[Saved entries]

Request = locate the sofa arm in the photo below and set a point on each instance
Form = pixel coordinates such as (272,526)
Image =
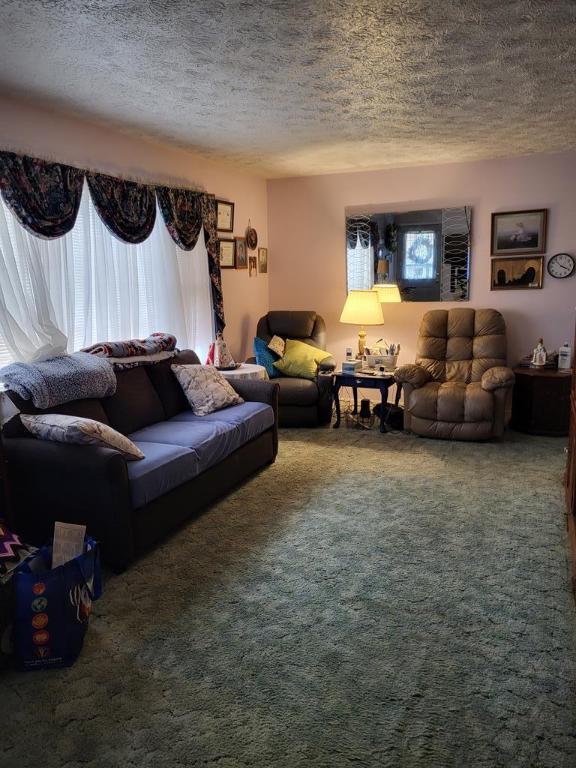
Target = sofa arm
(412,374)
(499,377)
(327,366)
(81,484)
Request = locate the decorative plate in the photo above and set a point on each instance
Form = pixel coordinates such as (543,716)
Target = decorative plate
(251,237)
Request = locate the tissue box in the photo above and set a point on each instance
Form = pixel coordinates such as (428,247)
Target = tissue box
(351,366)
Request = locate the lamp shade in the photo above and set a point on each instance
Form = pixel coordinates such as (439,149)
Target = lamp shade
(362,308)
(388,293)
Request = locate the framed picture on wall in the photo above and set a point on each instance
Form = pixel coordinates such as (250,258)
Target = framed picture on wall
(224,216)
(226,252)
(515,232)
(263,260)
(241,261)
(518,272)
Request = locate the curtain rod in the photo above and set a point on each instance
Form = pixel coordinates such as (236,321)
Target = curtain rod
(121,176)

● Work order: What is needed is an exact copy of all the data, with no images in it.

● Your response:
Request = locate the sofa arm in the photo below and set a point on each instance
Form = pixel coordinates such as (272,526)
Image =
Target = sofa arm
(412,374)
(499,377)
(327,366)
(81,484)
Request = locate the decorative plate in the photo above and set a point on each instance
Form = pixel coordinates such as (543,716)
Target = decorative plate
(251,237)
Request = locate the tissue box in the photo above and set a point on each instance
Form = pixel coordinates such as (428,247)
Target = tissue box
(351,366)
Request = locate the lamp shade in the photo above and set a point on each instance
Form = pixel coordinates such as (439,149)
Target = lamp shade
(362,308)
(388,293)
Request = locate the framed picture on wall in the photo above and set a point on each instance
Form = pixel coordinates such as (250,258)
Target = framed picture on wall
(224,216)
(226,252)
(515,232)
(263,260)
(241,261)
(518,272)
Request = locate the curtain rod in the photo above and set a point on each instance
Form = pixel coordinates such as (236,321)
Target = curtain rod
(121,176)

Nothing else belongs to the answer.